(Labeled point records)
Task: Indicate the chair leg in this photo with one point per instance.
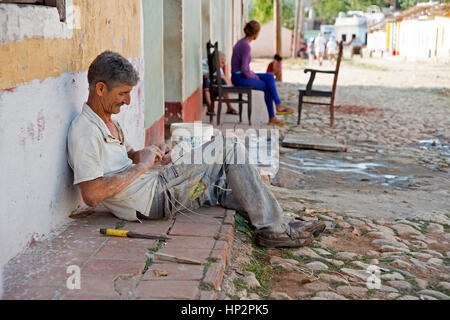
(219, 110)
(211, 109)
(240, 107)
(332, 115)
(249, 107)
(300, 103)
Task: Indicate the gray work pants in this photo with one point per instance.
(235, 185)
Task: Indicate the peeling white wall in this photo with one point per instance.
(20, 22)
(36, 190)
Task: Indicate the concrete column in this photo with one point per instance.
(182, 61)
(206, 25)
(153, 39)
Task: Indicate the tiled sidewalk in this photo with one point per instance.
(112, 267)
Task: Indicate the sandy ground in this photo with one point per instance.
(388, 107)
(391, 187)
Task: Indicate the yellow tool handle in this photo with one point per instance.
(113, 232)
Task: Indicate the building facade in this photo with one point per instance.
(45, 52)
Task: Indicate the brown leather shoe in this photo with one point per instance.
(292, 237)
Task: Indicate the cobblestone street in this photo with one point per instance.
(385, 200)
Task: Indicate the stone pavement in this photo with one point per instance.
(114, 268)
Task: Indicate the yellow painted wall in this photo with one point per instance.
(105, 25)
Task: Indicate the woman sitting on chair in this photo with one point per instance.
(243, 77)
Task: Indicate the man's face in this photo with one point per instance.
(115, 98)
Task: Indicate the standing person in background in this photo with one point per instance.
(243, 77)
(320, 43)
(311, 53)
(275, 67)
(331, 49)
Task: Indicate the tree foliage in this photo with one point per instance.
(262, 11)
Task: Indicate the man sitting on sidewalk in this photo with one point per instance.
(108, 171)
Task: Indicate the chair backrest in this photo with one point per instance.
(214, 65)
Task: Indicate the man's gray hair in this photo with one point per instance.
(112, 69)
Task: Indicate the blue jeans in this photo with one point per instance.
(266, 83)
(235, 186)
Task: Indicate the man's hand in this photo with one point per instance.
(149, 156)
(167, 151)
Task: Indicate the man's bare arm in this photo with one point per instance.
(95, 191)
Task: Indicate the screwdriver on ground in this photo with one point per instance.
(130, 234)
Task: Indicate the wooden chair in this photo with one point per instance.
(217, 89)
(309, 92)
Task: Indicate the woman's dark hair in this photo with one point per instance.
(277, 57)
(252, 28)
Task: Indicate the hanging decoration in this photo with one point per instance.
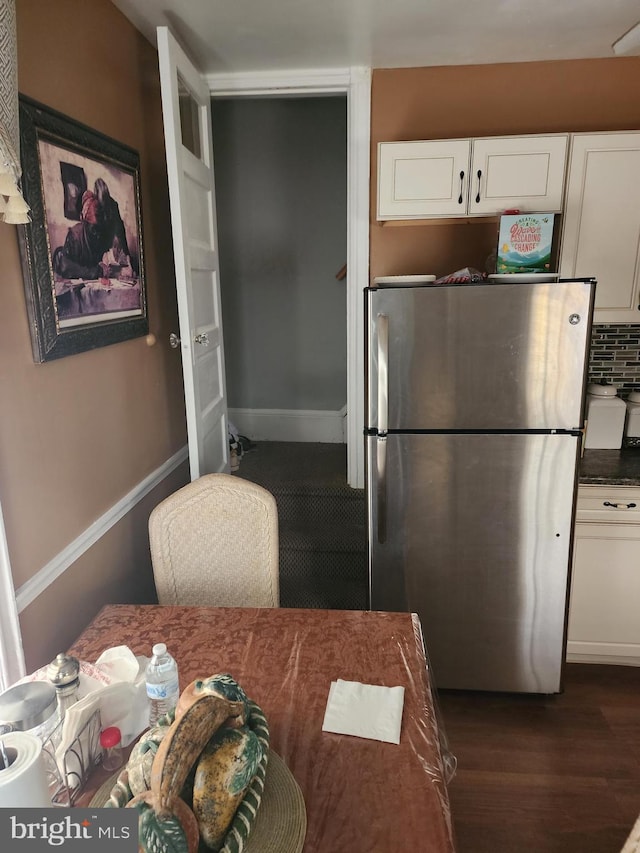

WORK INSTRUCTIONS:
Return each line of the items above that contains the string "chair". Treat uppercase and lowercase letters as different.

TASK OUTPUT:
Task: Indicate the chair leg in this photo with one point per instance.
Task: Indicate the woman sitting on chair in this photo with one point per instance.
Task: Indicate the chair backrest in this photo with one point per instance.
Task: Indicate the wooden chair in this photo with one point per instance.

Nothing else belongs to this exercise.